Convert the rows from the line with "If it's not too much trouble, could you detect the blurred" through the line with "[450,360,561,448]" into a numbered list, leaving out blank lines.

Part of a data file
========================================================================

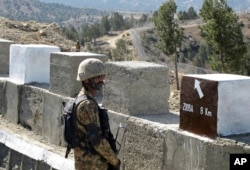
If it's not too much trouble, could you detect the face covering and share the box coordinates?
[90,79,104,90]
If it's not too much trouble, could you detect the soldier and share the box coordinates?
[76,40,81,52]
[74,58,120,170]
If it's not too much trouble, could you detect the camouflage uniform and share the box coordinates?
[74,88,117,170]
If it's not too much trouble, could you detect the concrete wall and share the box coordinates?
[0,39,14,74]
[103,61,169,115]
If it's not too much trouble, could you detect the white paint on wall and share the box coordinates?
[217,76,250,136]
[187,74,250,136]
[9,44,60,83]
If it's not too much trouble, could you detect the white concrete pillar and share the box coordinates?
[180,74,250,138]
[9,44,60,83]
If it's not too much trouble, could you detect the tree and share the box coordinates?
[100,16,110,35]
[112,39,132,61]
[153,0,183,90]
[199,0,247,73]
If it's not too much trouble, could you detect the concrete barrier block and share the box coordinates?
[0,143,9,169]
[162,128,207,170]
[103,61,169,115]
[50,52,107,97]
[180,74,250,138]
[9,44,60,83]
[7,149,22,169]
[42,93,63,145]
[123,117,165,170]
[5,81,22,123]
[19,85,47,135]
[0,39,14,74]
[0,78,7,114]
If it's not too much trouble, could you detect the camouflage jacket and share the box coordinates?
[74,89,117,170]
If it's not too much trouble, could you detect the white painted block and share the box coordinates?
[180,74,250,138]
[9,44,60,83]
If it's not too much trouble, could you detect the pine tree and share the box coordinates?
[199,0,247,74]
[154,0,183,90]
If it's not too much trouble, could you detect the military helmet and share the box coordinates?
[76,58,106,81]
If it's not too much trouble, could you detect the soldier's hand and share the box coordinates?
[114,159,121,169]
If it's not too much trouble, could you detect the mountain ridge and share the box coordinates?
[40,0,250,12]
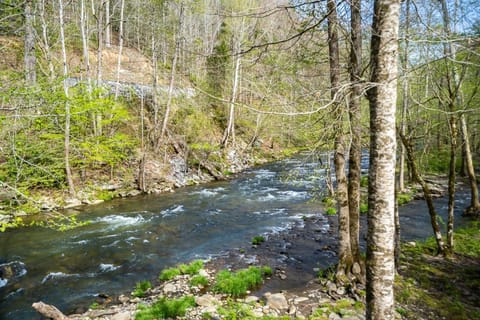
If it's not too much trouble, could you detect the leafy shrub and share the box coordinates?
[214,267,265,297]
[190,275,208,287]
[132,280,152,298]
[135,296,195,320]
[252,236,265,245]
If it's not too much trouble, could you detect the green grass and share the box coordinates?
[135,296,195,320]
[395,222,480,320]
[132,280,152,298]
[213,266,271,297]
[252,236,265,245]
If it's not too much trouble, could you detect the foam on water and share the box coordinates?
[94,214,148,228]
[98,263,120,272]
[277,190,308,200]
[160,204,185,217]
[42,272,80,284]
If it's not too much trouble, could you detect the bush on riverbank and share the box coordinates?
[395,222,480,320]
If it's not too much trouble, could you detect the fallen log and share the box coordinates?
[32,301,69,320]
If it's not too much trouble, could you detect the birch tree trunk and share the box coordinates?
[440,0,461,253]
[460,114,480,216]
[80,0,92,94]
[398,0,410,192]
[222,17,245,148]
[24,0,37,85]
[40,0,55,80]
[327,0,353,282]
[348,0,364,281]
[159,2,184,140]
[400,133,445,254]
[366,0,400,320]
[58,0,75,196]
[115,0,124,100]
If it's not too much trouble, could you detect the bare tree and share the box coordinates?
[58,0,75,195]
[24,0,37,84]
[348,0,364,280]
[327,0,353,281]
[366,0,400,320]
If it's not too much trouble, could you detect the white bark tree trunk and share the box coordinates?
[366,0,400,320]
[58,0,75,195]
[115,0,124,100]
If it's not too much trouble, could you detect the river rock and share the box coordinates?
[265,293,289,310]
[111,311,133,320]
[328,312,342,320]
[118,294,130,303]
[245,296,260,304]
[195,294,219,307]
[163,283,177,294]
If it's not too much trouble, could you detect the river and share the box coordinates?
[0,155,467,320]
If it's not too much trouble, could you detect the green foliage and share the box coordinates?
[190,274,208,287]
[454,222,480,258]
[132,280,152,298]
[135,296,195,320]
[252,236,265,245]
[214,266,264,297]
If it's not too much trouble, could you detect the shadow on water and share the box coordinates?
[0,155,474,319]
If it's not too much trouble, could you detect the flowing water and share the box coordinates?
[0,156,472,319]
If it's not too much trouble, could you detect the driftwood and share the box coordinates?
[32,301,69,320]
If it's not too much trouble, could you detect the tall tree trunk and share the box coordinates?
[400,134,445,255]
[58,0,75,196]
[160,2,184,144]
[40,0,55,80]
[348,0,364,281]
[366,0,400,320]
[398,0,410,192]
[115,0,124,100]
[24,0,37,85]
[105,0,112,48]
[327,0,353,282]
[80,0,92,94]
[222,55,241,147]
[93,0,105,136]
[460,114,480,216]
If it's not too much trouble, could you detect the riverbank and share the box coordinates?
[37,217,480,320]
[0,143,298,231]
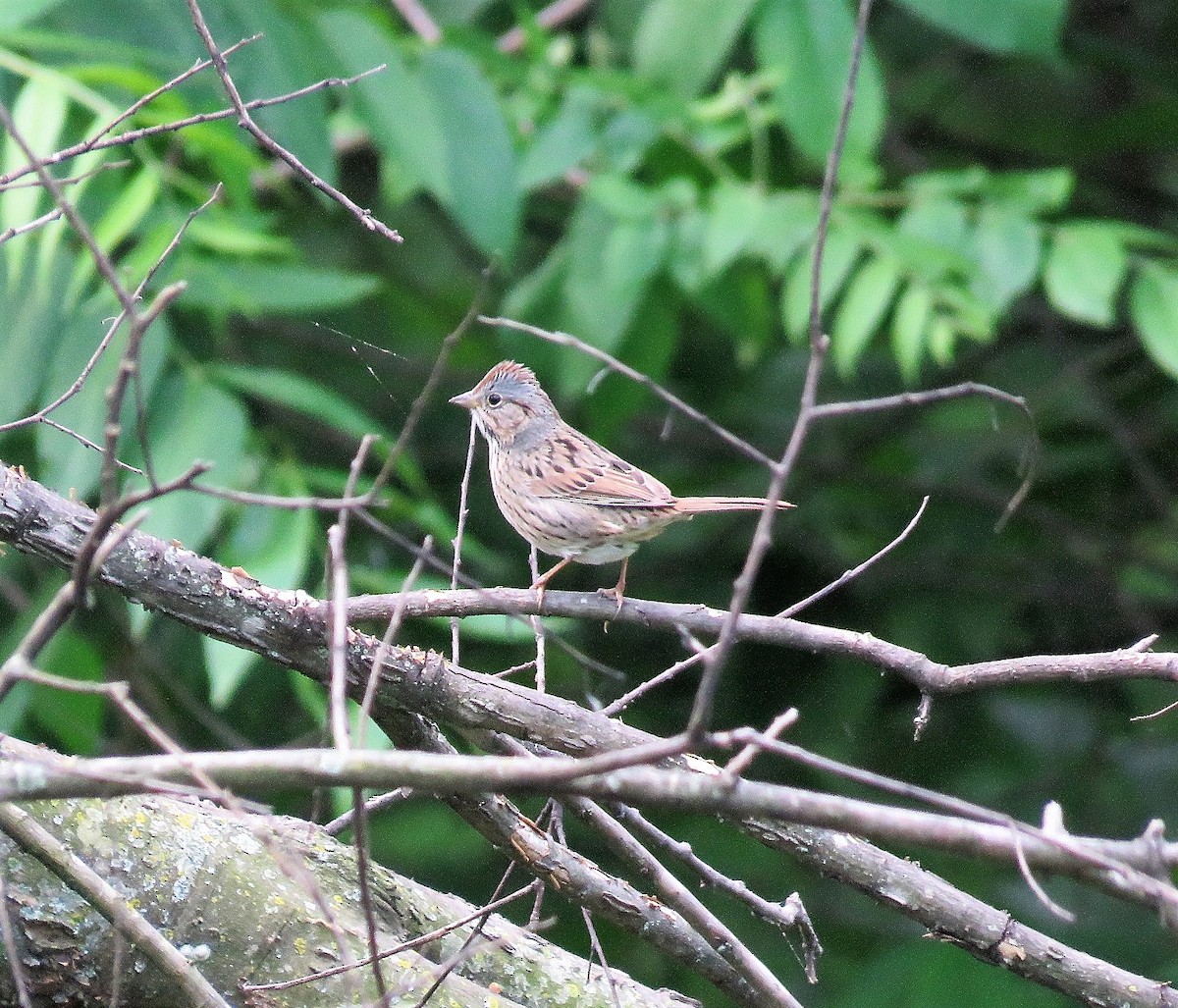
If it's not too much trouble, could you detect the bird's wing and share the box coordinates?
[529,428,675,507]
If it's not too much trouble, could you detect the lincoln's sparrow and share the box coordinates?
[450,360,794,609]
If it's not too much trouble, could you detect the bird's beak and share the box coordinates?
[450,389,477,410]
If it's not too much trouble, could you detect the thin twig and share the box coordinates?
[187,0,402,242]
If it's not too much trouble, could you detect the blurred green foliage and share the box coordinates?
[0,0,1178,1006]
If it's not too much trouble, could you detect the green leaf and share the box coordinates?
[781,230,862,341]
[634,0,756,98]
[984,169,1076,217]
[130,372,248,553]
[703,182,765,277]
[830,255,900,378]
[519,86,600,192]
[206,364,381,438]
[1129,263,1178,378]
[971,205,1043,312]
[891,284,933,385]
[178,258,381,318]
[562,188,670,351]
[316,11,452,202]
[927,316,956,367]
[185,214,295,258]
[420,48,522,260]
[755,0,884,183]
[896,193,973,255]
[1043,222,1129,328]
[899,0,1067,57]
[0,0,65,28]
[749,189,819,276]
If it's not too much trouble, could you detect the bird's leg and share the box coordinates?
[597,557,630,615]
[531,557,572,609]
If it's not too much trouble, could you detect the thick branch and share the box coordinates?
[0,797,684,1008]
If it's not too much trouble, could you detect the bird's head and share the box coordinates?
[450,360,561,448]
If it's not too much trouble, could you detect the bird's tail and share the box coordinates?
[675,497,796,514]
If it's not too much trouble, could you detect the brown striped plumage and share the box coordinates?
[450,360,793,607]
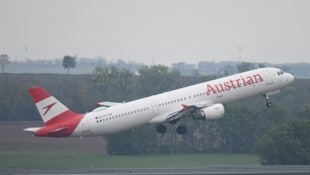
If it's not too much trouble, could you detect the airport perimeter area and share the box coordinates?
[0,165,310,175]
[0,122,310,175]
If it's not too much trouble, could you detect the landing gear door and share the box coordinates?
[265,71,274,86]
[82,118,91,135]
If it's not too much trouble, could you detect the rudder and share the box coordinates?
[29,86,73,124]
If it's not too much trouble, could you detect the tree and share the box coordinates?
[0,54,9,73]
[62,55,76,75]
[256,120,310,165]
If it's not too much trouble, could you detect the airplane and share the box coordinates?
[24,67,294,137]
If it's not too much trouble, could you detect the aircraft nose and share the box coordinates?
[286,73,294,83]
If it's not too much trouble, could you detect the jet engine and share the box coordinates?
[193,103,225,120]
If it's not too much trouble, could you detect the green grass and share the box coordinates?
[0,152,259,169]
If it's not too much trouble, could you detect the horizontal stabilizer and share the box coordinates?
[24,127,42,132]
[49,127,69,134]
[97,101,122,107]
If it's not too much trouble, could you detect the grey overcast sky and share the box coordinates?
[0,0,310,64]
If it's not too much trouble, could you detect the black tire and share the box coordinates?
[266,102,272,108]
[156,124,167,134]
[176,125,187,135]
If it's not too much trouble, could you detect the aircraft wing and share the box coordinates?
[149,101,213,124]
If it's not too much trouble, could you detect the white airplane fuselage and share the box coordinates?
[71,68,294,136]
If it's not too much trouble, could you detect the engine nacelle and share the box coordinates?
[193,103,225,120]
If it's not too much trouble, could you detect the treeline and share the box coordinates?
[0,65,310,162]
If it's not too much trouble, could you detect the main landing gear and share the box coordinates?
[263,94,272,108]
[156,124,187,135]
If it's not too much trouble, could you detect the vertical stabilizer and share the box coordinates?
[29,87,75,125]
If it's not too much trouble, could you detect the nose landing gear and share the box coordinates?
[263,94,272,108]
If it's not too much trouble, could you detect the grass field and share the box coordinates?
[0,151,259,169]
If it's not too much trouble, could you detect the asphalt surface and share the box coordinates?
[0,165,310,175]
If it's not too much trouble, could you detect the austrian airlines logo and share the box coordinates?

========================================================================

[Solution to the problem]:
1. If it's not too much trouble, could you detect the blurred green foliage and share the box coordinates?
2. [0,0,1178,1006]
3. If it's not too much trouble, could you detect the green leaf and share the box coordinates?
4. [781,230,862,341]
5. [634,0,756,98]
6. [984,169,1076,217]
7. [130,372,248,553]
8. [703,182,765,277]
9. [830,255,900,378]
10. [519,86,600,192]
11. [206,364,381,438]
12. [1129,263,1178,378]
13. [971,205,1043,312]
14. [891,284,933,385]
15. [178,258,381,318]
16. [562,188,670,351]
17. [316,11,452,202]
18. [927,316,956,367]
19. [185,214,295,258]
20. [420,48,522,260]
21. [755,0,884,183]
22. [896,193,973,255]
23. [1043,222,1129,328]
24. [899,0,1067,57]
25. [0,0,65,28]
26. [749,189,819,276]
27. If it's not too much trouble, could you detect the bird's leg and share the box coordinates?
28. [597,557,630,615]
29. [531,557,572,609]
30. If it's not too much trouble, could you detect the thick branch and share the box coordinates?
31. [0,797,684,1008]
32. If it's not too much trouble, could you detect the bird's head and share the box coordinates?
33. [450,360,561,448]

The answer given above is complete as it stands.